Excerpted data =>
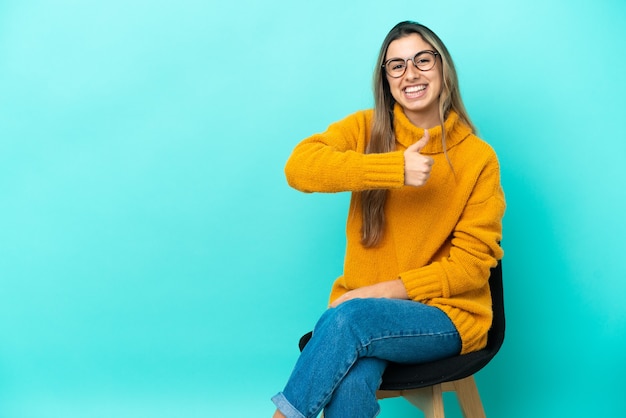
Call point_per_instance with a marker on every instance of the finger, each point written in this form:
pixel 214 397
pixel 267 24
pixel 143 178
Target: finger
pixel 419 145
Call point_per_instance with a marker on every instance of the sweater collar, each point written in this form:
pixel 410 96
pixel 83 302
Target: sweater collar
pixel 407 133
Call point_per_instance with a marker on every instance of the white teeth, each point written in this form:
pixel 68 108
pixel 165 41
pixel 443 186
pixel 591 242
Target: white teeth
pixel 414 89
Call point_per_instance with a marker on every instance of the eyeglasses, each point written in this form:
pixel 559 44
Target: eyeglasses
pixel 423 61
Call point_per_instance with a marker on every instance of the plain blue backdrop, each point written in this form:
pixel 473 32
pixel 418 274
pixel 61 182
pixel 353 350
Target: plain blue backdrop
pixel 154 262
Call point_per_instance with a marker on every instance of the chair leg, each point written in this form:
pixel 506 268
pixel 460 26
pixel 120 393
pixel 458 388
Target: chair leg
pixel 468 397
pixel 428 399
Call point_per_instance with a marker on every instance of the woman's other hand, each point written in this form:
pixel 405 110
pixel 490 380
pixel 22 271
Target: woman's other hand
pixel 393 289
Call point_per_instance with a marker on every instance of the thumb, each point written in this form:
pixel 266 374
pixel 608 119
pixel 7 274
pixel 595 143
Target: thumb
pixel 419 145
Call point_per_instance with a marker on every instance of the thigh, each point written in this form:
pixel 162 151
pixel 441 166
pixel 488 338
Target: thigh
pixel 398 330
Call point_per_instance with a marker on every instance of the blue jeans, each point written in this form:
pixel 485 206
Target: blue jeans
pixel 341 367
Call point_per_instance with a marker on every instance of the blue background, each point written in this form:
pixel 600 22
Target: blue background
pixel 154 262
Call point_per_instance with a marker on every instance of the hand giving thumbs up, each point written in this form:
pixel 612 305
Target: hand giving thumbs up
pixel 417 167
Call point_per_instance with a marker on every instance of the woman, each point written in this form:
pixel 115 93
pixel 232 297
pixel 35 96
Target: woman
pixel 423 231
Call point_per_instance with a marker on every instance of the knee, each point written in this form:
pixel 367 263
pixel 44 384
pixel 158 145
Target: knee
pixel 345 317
==
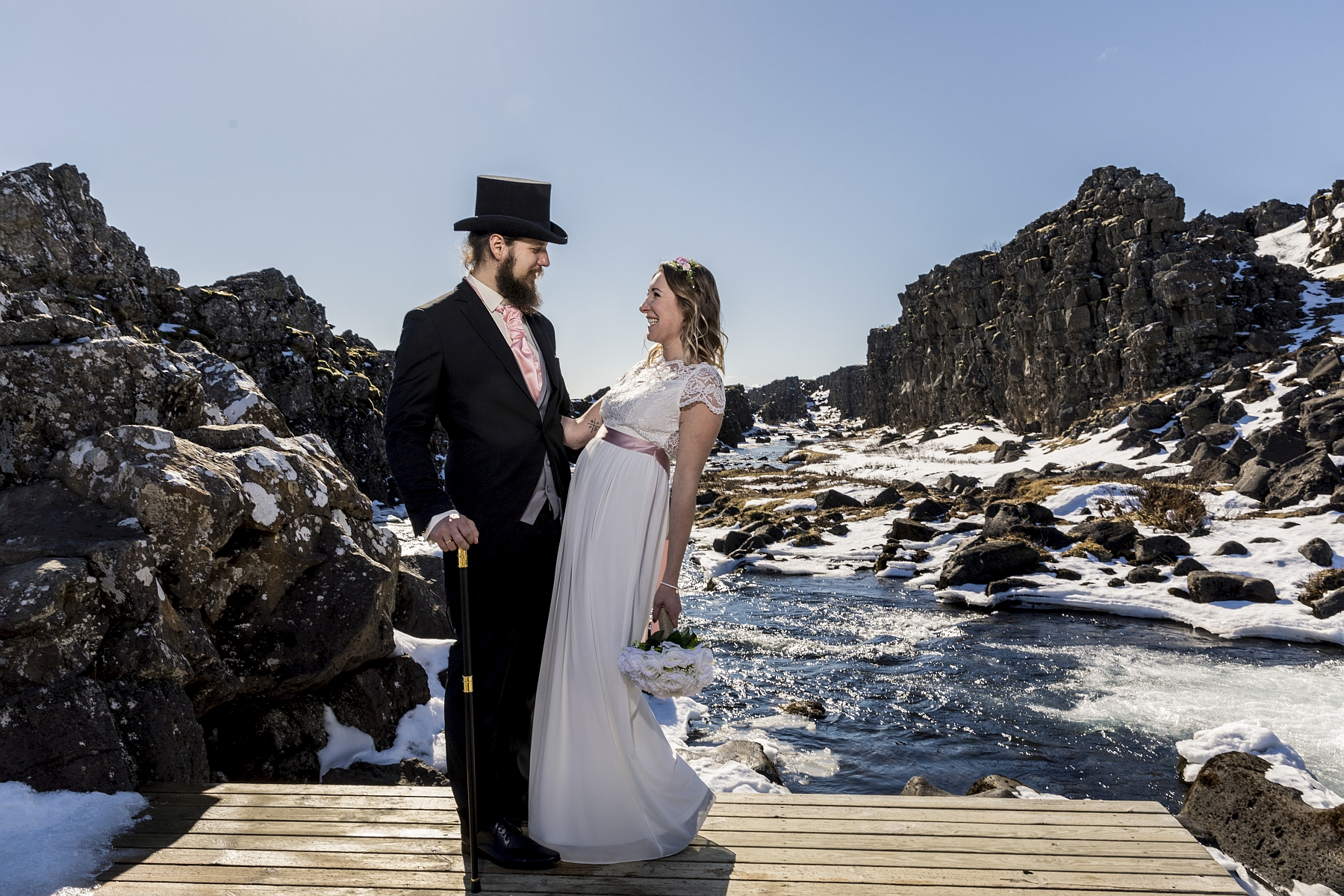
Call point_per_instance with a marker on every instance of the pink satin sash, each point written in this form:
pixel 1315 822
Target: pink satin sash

Objective => Select every line of the material above that contains the word "sweater".

Answer =>
Call point_per_instance with a marker on every instance of the sweater collar, each point written in this form:
Target: sweater collar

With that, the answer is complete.